» **REQUIRED WORK**: Leave out the pictures and copy every record exactly.

* START *

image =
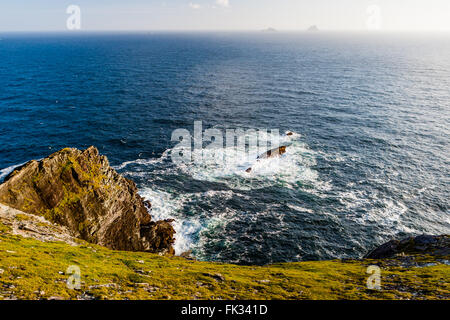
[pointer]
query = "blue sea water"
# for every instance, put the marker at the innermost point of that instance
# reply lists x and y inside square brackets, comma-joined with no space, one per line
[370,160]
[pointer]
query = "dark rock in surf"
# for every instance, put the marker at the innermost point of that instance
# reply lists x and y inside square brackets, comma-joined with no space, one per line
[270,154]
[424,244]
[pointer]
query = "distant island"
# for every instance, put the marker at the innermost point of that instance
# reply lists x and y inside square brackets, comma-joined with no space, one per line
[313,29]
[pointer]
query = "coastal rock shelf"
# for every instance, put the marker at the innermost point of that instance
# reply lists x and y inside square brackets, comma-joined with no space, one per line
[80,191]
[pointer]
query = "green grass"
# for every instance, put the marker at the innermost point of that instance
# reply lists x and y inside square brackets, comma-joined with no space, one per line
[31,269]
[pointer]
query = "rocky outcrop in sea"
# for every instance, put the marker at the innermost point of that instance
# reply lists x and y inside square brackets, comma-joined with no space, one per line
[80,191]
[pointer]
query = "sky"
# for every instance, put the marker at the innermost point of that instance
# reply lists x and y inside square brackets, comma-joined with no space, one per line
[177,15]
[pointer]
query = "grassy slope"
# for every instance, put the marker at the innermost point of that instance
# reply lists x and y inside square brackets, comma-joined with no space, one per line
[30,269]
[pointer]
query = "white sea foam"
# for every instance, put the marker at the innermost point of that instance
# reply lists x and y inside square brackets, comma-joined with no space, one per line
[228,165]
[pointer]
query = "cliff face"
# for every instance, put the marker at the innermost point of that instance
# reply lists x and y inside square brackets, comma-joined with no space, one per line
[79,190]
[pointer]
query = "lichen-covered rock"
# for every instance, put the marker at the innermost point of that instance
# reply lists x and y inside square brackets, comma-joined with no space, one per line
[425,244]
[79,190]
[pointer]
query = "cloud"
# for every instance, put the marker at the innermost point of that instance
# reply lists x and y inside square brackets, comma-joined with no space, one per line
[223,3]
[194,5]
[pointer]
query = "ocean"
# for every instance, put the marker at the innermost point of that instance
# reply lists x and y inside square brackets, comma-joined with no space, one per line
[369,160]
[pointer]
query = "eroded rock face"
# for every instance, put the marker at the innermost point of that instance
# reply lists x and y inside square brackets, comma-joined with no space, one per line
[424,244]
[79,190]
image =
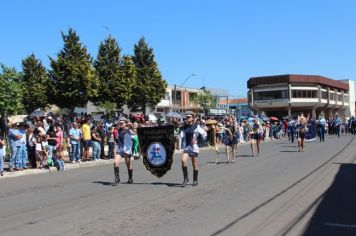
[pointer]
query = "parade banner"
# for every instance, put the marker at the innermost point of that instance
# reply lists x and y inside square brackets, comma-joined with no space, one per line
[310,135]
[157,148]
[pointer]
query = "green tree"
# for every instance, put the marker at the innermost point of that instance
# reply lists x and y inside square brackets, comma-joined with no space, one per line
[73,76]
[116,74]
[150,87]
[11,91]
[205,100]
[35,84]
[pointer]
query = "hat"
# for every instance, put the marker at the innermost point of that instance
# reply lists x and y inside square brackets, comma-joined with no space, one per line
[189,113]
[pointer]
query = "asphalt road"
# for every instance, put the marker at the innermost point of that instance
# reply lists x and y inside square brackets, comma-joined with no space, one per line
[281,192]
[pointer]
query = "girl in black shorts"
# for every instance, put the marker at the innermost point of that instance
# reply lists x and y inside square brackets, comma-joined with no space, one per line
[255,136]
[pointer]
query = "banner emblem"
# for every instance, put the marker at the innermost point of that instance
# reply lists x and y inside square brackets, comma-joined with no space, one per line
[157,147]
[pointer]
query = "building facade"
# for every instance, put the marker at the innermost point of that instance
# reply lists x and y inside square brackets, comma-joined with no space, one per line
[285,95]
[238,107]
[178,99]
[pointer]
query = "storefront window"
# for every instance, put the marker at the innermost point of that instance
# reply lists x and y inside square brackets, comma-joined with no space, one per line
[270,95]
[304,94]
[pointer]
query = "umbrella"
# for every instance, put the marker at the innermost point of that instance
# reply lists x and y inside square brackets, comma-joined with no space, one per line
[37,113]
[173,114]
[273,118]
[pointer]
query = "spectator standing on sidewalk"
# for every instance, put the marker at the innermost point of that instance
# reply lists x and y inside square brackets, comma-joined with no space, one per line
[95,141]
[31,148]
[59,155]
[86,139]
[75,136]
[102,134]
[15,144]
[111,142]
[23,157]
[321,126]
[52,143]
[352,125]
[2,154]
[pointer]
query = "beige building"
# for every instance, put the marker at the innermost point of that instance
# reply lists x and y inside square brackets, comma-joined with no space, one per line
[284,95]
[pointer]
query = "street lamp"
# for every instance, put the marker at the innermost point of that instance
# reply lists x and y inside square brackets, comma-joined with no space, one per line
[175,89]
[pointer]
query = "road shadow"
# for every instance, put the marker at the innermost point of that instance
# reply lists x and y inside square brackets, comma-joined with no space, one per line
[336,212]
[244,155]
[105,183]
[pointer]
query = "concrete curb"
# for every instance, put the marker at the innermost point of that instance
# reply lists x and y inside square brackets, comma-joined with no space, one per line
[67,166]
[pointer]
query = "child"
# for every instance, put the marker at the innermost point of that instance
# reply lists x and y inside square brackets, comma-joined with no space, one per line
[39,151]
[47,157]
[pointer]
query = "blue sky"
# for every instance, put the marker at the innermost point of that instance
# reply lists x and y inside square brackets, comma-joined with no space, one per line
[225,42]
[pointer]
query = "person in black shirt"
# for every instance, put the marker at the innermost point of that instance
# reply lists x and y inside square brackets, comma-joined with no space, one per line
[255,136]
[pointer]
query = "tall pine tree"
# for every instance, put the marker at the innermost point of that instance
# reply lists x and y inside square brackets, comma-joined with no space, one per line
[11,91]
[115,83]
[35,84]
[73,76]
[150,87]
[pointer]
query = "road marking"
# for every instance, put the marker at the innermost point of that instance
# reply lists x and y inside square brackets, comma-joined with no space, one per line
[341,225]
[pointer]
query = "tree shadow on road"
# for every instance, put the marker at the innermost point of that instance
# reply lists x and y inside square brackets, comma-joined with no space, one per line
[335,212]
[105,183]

* END *

» **TASK SOLUTION**:
image =
[pointer]
query = "blue sea water"
# for every instance, put the marker at the innermost point of that instance
# reply lists x and y inside square brackets, comma-joined with no space, one per line
[370,160]
[pointer]
query = "dark rock in surf"
# for every instance, put the marker at the innermost point of that instance
# reply lists x and y inside square brackets, comma-joined with no space, one per line
[270,154]
[424,244]
[pointer]
query = "distant island"
# for every instance, put the marker at the innermost point of that instance
# reply lists x and y inside square brackets, comma-joined with no space, one per line
[313,29]
[pointer]
query = "coastal rock shelf"
# for every instance, put the marker at the innermost point of that instance
# reply lists x and y inside square brackets, comma-joined with no space, one per line
[80,191]
[pointer]
query = "green grass"
# for every instance, put the marker at the innermost point of that instance
# reply lists x and y inside square brackets, comma-joined with no space, one per line
[31,269]
[pointer]
query = "rocky outcrop in sea"
# for every instance, put the marker at the innermost point of that instance
# reply lists x and y inside square brackets, comma-joined with no space, one per line
[80,191]
[pointer]
query = "sky"
# for every instance, put the marker at the innermost point of that instance
# reply lists x and y inside square brackets, comma-joined with no space, one per line
[177,15]
[pointer]
query = "grassy slope"
# for every instance, put the marker at the innermost point of that instance
# reply lists x and y inside square brackets, comma-joined with no space, one per line
[30,269]
[pointer]
query = "white sea foam"
# for every instance, put the marker at the innermost point of that instance
# reply lists x and y inside square brackets, comma-joined with no space, one per line
[228,165]
[pointer]
query = "cliff face"
# for every instance, put the marker at the innermost point of that instance
# reply lists x and y inside square brackets, comma-joined with no space, one per line
[79,190]
[pointer]
query = "lichen-covered rock"
# for every instance, put the marker at the innermost point of that instance
# reply lists x and y inside square brackets, comma-joined with no space, one per line
[425,244]
[79,190]
[pointer]
query = "cloud"
# for every instance, put the marker at the innermost point of that instance
# reply lists x and y inside square brackets, comma-joined with no space, one per line
[223,3]
[194,5]
[pointer]
query = "ocean"
# for every instance, put the marker at the innermost point of that instance
# reply lists x and y inside square brackets, comma-joined with no space, one per line
[369,160]
[pointer]
query = "eroded rock face"
# for every instance, put the marker at the innermost point of that instance
# reply lists x and y inside square brackets, comma-joined with no space, one per line
[424,244]
[79,190]
image =
[pointer]
query = "parade banner"
# for every instance, put the marker at the innermost point of that instance
# reply lists x and y inside square brackets, comma-joined with no space, one per line
[310,135]
[157,148]
[pointer]
query = "green tree"
# for every instance, put the marker at the innermost point of that instance
# reply lists x and y inside square brackets, comma-joined with no space, one per line
[73,76]
[116,74]
[150,87]
[11,91]
[205,100]
[35,84]
[pointer]
query = "hat"
# for every instance, put the marker at the innermost point of that instance
# reply lists x and y inside square brackets, comma-joined with no space, one per line
[189,113]
[pointer]
query = "asphalt road"
# for every instance, put the marker at the innermost point of that instance
# reply lists x and y inside square brackets, comma-joined with no space, one per line
[281,192]
[pointer]
query = "girl in black shorts"
# for every instance, put the marker at the innermost point of that instance
# reply lists x and y inside square brackets, comma-joined with no space, one per line
[255,136]
[pointer]
query = "banner emblem"
# for every instance, put the marker at the innermost point of that instance
# reply lists x and y inside square brackets, comma-joined with no space, one per line
[157,147]
[pointer]
query = "building facade"
# for every instance, put the marker at the innermost point of that instance
# reply lists x and y inside square brackets, comma-joined with no space, one per line
[285,95]
[238,107]
[178,99]
[pointer]
query = "storefront window"
# for every instance, put the marker at the innermost point of that instance
# reply lists x and y inside square brackets, comma-joined with no space, one per line
[270,95]
[304,94]
[pointer]
query = "umbrella"
# for every instance, put the marker at the innermost point of that instance
# reply lists x and y inside square brackets, comma-joined with no space, one per line
[37,113]
[173,114]
[273,118]
[pointer]
query = "spectator standing on sidewalk"
# for every instance, put the marker at the innermost point of that instance
# reply lists x and y inside square brackets, comma-joined with no space, one per line
[95,141]
[31,148]
[59,155]
[86,139]
[75,136]
[102,134]
[15,144]
[111,142]
[23,157]
[321,126]
[52,143]
[352,125]
[2,154]
[pointer]
query = "beige building"
# for every instance, put the marker at the innermost point of that instance
# reply lists x and y inside square brackets, comma-joined with no space, one per line
[284,95]
[pointer]
query = "street lamp"
# for every instance, put the marker at the innermost point of that instance
# reply lists x and y inside square brackets, comma-joined with no space, one per line
[175,89]
[pointer]
query = "road shadow"
# for every instance, put the marker at the innermost point of that instance
# reply lists x and y inside square brackets, comma-joined with no space, one per line
[336,212]
[244,155]
[105,183]
[pointer]
query = "concrete curb"
# for every instance, put the marker at the innermost point of that instance
# reply lists x and y inside square brackets, comma-joined with no space, one per line
[67,166]
[pointer]
query = "child"
# for every instance, put the marker at the innermost point of that instance
# reply lists x and y inside square brackets, comma-joined with no space, one per line
[39,151]
[47,157]
[pointer]
query = "blue sky"
# for every instance, put the marker at the innermost point of that instance
# reply lists x and y inside square brackets, comma-joined with no space, one per line
[225,42]
[pointer]
query = "person in black shirt"
# for every instance, put the marker at the innermost point of that instance
# reply lists x and y inside square brackets, comma-joined with no space, one per line
[255,136]
[pointer]
query = "tall pine tree"
# for every instance, put the marker at the innermost point of that instance
# reply lists x and y inside square brackets, comma-joined with no space, one per line
[11,91]
[115,83]
[35,84]
[73,76]
[150,87]
[pointer]
query = "road marking"
# for every instance, put the marker at the innermost point of that instance
# reply lists x and y inside square brackets, comma-joined with no space, one per line
[341,225]
[pointer]
query = "tree shadow on road"
# for every instance, put the marker at the innermost point of that instance
# reply lists x and y inside square brackets, comma-joined with no space, one per line
[335,212]
[105,183]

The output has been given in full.